**WHAT NEEDS TO BE DONE**
Display each line of the listing below that contains the string "sconce".

**RAW DATA**
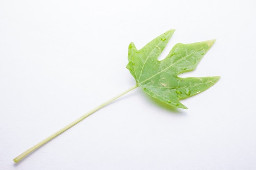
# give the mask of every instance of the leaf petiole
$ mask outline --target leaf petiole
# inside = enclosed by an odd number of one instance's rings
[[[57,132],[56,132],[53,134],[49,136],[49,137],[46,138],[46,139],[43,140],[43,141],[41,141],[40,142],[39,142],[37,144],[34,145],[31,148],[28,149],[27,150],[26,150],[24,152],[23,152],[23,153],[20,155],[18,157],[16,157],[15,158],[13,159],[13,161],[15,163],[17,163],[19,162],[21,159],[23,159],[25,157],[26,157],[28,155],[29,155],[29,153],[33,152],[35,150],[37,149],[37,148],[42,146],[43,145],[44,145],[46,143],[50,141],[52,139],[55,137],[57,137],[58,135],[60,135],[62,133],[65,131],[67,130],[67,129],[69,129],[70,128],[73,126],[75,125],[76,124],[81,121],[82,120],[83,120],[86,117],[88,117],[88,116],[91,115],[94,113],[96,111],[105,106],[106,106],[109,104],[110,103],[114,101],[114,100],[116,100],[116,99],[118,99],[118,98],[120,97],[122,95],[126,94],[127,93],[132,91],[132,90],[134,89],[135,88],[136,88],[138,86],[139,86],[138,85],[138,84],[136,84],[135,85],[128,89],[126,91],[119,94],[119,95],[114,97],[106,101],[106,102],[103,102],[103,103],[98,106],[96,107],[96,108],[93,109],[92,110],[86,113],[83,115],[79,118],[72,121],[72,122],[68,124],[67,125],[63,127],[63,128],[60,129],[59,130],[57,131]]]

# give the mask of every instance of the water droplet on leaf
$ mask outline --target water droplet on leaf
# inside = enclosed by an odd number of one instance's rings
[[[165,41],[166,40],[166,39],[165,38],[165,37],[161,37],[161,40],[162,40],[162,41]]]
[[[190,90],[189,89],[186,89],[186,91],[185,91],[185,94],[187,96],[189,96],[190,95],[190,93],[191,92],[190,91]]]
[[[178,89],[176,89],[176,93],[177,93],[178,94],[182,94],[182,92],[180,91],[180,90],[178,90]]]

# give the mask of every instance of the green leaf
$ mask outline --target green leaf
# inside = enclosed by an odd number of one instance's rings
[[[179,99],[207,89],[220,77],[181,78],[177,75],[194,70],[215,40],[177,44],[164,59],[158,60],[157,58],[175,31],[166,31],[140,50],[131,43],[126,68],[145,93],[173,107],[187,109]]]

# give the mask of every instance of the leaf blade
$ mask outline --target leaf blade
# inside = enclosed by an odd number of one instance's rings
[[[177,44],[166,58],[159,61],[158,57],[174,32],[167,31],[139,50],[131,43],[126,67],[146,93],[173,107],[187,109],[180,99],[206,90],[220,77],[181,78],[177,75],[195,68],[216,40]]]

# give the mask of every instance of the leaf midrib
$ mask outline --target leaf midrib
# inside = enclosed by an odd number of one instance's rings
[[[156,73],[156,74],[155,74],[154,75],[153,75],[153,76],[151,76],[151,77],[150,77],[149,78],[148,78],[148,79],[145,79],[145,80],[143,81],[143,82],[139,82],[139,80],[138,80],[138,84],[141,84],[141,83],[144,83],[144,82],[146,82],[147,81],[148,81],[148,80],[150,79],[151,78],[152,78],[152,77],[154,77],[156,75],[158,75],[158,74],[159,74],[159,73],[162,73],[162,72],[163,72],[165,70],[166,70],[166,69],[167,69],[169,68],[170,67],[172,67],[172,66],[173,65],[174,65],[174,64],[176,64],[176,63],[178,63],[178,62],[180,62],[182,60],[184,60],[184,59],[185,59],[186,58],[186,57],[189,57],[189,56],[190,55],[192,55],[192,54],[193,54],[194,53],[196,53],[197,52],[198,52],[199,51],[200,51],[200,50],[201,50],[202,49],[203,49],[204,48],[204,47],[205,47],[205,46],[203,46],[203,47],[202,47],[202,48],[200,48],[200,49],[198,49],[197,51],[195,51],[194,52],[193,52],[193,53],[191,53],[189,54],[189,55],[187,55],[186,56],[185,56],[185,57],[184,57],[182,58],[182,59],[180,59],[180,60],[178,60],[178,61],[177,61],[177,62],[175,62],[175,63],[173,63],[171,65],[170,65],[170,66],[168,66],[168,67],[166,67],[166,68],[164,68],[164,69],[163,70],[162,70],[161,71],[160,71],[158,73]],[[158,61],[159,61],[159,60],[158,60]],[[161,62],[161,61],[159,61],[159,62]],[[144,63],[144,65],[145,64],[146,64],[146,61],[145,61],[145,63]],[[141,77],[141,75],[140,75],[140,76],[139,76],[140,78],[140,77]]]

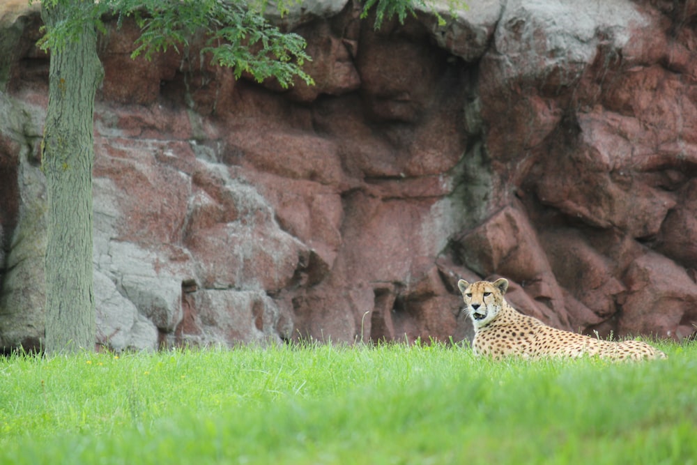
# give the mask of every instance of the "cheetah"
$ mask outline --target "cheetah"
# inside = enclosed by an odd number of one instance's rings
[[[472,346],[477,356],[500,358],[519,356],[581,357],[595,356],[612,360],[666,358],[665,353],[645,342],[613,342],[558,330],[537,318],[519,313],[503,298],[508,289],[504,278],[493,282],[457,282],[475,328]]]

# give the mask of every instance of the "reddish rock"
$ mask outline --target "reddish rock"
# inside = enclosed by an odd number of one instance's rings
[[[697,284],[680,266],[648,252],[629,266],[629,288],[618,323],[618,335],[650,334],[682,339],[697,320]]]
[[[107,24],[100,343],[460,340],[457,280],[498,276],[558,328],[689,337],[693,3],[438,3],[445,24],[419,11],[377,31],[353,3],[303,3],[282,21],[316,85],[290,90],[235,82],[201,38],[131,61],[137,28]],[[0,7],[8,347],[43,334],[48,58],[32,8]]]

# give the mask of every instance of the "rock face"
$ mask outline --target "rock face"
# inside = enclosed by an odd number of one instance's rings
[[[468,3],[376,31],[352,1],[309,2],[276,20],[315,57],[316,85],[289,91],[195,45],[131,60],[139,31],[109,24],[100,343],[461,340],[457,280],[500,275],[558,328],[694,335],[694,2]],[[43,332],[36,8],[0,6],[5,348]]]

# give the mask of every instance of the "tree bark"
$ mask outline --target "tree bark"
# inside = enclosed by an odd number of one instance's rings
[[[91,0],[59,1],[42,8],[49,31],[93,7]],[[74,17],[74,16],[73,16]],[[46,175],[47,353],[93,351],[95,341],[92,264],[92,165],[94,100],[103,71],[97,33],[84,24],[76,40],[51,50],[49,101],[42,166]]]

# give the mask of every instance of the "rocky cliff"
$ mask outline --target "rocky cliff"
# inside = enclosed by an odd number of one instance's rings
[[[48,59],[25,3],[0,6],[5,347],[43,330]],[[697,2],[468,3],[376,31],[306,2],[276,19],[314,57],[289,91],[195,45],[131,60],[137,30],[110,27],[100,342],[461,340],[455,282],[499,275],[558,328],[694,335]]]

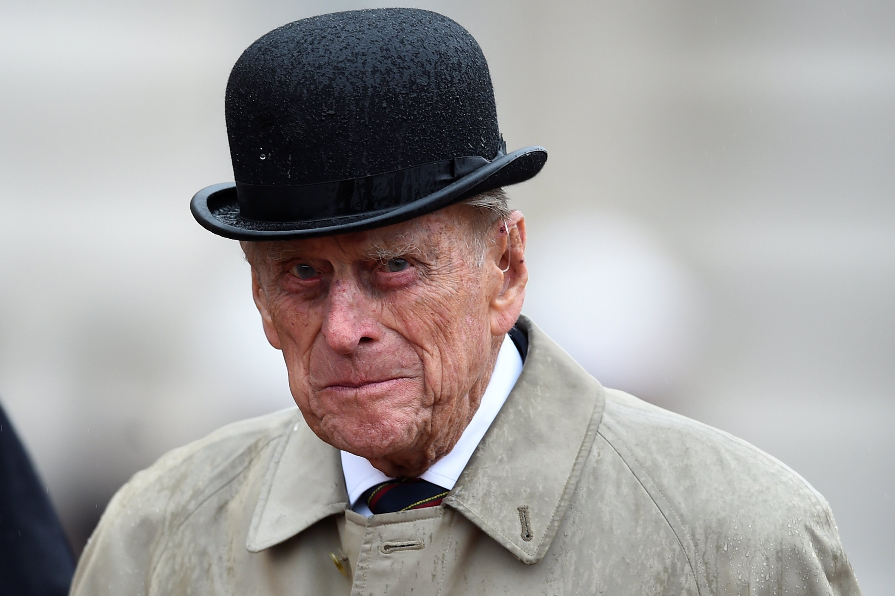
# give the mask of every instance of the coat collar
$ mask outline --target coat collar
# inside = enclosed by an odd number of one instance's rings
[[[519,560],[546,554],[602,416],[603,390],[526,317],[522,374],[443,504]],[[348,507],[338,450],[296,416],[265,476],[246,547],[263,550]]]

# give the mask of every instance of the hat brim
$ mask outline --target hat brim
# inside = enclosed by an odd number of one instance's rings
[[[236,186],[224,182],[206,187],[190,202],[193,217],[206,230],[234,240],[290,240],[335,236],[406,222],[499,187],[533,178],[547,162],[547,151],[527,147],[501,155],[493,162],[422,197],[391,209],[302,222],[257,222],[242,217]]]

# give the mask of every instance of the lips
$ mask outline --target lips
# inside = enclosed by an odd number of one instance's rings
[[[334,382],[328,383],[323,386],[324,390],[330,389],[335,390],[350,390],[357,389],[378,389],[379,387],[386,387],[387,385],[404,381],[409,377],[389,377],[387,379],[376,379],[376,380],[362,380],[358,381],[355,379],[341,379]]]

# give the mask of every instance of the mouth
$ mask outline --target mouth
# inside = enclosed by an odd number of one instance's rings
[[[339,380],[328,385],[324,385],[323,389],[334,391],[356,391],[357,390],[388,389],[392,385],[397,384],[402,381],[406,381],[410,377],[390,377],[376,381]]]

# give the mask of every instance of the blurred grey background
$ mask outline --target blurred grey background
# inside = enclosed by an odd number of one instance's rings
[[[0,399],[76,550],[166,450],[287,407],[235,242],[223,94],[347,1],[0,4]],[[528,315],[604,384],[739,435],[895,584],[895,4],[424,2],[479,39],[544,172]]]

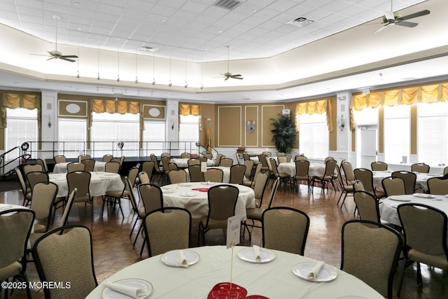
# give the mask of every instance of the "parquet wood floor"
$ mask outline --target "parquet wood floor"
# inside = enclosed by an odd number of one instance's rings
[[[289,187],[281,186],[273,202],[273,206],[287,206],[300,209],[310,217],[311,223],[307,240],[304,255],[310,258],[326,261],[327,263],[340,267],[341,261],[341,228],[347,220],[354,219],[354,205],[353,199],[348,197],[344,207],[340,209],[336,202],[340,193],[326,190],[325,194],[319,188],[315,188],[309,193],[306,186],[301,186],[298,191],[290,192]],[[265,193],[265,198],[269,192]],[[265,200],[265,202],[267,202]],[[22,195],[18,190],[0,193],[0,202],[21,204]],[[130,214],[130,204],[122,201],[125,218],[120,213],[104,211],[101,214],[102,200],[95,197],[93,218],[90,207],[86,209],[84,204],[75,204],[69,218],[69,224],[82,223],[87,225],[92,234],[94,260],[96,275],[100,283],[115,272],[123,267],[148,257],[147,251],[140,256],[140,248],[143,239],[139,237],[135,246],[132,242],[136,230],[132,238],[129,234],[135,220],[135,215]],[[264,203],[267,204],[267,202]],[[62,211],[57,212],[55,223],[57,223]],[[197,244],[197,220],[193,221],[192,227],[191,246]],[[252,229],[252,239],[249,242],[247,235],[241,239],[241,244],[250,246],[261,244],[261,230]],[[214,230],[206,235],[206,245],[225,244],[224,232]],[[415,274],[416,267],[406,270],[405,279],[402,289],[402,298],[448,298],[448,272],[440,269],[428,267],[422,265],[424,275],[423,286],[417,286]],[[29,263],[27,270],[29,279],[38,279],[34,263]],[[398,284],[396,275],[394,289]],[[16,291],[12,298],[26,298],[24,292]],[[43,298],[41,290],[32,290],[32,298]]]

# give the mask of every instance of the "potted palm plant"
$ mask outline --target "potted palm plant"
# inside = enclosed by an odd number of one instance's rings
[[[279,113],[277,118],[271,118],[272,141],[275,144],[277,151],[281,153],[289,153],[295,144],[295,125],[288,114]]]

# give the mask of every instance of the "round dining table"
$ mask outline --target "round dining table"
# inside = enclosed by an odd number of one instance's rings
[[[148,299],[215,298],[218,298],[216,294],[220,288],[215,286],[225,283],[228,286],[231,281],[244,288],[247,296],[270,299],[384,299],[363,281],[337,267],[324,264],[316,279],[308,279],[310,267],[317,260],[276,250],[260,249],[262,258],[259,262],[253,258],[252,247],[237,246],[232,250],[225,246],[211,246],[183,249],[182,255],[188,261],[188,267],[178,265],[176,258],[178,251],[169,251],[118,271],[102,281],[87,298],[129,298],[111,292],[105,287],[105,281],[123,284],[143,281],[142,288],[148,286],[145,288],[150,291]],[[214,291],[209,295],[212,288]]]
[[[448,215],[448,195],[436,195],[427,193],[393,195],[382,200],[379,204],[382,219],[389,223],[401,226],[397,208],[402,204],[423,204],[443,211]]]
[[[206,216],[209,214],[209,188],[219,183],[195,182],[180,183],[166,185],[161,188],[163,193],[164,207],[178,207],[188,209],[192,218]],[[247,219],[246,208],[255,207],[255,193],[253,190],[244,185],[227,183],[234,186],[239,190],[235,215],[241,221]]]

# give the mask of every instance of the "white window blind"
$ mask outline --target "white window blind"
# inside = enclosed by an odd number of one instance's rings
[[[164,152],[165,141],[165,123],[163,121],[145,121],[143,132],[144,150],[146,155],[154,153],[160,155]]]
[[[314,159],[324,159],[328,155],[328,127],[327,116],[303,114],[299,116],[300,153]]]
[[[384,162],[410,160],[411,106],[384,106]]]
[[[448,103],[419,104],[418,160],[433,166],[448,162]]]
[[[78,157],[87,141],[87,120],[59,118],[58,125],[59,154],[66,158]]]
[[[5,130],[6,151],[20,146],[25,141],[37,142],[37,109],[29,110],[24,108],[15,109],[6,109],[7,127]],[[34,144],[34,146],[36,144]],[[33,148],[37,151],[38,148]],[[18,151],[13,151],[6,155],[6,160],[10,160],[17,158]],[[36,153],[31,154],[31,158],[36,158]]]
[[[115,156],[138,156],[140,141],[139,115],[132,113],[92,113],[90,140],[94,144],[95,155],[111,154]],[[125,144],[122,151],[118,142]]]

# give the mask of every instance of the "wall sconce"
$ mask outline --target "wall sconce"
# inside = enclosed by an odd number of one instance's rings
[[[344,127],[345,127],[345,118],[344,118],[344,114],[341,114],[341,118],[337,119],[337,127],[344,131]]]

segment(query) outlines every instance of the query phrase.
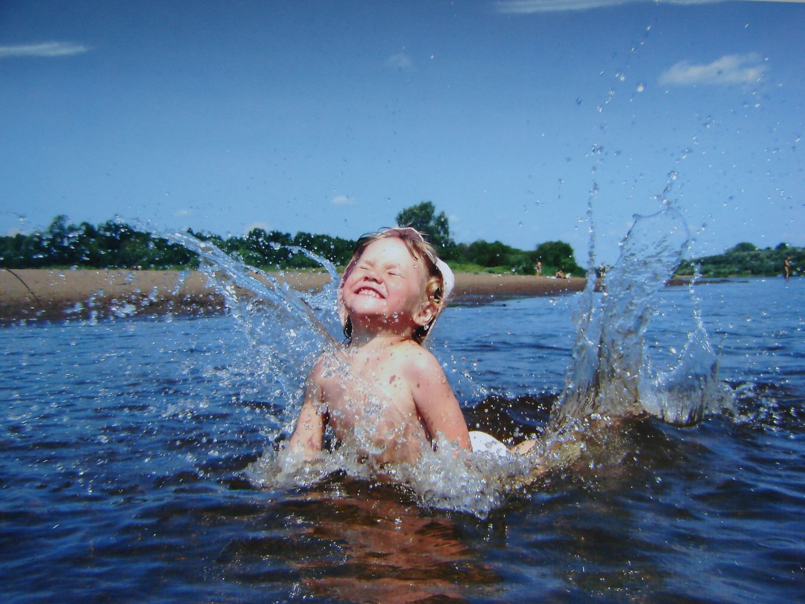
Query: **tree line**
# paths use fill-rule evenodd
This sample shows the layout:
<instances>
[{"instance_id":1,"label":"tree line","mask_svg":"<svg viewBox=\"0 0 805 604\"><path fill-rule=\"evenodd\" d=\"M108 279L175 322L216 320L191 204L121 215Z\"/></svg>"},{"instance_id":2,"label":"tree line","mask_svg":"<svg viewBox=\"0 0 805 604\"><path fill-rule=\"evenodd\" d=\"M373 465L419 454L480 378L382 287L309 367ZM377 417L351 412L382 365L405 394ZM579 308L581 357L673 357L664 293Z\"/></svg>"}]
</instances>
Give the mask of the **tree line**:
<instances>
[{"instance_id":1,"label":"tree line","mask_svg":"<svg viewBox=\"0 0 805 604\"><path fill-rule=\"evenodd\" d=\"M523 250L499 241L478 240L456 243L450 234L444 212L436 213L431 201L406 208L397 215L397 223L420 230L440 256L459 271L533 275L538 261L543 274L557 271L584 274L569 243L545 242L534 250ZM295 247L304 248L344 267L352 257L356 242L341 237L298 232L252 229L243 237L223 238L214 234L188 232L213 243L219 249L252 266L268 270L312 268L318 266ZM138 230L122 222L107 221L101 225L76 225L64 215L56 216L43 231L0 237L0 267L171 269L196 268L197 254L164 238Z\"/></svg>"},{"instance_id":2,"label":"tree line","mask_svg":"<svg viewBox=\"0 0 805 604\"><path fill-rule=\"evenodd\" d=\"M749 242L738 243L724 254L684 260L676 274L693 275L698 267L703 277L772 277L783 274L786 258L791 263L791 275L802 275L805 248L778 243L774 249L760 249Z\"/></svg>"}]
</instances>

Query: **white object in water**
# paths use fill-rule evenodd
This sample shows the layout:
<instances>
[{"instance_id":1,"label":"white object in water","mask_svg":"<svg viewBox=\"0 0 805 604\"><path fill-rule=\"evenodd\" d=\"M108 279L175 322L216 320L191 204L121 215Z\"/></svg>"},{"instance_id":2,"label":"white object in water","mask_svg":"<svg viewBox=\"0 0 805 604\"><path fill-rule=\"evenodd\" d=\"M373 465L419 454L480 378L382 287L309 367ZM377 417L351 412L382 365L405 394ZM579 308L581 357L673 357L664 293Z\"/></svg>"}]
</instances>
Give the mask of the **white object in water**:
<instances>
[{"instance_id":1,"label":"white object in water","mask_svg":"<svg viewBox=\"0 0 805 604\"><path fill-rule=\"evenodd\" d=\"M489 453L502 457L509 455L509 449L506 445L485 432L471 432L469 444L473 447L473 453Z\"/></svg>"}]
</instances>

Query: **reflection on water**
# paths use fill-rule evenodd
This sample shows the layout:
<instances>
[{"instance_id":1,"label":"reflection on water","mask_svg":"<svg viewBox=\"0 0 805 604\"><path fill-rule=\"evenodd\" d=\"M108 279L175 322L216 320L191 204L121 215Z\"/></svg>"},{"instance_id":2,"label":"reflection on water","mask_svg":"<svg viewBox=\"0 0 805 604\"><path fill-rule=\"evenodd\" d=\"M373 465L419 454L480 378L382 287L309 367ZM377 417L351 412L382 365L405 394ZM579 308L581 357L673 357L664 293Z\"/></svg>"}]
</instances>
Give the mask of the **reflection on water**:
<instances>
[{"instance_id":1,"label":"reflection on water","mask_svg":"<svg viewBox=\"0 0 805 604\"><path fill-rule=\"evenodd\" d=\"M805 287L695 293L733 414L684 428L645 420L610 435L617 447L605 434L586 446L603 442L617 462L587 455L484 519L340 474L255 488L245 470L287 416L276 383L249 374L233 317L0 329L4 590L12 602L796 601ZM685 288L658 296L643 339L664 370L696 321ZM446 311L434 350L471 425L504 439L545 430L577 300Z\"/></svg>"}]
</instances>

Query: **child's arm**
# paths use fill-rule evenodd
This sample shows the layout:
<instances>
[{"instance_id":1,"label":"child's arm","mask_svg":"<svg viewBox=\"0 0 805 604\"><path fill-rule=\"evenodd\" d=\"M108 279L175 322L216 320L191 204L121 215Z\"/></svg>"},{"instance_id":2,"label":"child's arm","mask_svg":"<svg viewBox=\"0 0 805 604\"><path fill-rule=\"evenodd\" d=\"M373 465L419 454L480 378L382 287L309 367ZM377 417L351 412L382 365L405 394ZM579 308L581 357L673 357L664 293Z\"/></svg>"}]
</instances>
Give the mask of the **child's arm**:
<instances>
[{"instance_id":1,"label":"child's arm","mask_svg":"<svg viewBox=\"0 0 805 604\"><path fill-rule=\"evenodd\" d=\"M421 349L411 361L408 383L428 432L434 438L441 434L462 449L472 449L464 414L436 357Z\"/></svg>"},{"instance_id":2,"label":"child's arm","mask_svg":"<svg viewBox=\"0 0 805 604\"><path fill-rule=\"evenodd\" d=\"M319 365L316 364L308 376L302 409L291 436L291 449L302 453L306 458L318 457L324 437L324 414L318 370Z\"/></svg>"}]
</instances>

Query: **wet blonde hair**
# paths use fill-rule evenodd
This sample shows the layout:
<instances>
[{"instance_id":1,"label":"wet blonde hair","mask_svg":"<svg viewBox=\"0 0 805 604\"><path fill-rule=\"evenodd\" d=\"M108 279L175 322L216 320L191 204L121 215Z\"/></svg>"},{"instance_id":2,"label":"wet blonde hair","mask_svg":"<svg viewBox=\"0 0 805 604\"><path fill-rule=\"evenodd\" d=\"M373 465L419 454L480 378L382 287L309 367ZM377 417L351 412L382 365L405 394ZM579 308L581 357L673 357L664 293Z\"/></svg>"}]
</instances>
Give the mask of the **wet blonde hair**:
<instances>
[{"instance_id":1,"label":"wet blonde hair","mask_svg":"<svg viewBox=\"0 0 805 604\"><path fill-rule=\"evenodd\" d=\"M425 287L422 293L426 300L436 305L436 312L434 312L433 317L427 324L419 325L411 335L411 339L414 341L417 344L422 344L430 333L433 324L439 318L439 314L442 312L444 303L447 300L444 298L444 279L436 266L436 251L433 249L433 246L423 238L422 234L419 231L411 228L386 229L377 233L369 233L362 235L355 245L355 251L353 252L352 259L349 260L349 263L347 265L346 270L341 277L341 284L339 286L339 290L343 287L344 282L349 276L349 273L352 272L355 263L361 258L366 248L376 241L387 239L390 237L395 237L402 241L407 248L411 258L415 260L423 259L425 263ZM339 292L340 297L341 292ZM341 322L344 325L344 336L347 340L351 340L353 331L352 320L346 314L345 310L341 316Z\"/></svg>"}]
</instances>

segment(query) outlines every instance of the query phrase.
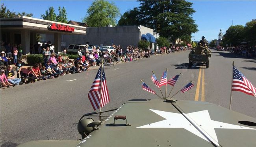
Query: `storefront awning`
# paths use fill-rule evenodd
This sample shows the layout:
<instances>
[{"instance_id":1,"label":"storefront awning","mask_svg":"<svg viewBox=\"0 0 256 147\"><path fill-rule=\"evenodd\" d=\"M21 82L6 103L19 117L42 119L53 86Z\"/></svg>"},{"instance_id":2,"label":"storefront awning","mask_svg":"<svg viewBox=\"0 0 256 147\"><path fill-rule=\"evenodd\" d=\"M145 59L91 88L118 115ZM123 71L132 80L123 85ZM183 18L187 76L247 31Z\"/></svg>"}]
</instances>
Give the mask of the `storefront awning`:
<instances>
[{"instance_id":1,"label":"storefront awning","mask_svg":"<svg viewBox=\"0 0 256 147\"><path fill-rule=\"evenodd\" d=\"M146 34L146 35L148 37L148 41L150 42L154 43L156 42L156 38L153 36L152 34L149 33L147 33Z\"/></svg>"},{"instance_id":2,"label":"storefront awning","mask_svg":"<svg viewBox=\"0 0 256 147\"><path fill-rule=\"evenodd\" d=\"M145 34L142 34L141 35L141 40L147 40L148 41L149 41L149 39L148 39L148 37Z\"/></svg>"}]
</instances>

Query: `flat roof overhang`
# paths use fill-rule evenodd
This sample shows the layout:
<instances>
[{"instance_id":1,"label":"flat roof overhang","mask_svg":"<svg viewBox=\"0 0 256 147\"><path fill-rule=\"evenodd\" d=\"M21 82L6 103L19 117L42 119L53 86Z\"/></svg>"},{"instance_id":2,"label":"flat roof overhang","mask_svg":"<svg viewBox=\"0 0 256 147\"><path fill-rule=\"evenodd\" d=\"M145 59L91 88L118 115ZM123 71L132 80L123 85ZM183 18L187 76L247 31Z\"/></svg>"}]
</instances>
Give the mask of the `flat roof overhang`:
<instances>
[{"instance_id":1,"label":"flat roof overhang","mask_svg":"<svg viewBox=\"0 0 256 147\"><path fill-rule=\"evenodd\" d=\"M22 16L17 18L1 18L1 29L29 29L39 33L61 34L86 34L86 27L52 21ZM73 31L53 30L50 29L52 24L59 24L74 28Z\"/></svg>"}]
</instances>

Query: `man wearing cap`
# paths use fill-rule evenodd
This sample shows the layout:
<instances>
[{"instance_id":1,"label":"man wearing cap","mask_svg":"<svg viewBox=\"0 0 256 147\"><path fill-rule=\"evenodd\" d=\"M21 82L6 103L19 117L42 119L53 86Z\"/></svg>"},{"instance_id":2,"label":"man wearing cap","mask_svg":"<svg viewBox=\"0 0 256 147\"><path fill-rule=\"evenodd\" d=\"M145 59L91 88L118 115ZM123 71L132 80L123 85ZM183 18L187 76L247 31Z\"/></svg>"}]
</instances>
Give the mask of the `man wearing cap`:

**ANSWER FOR THE TASK**
# give the mask of every instance of the "wall sconce"
$ mask outline --target "wall sconce"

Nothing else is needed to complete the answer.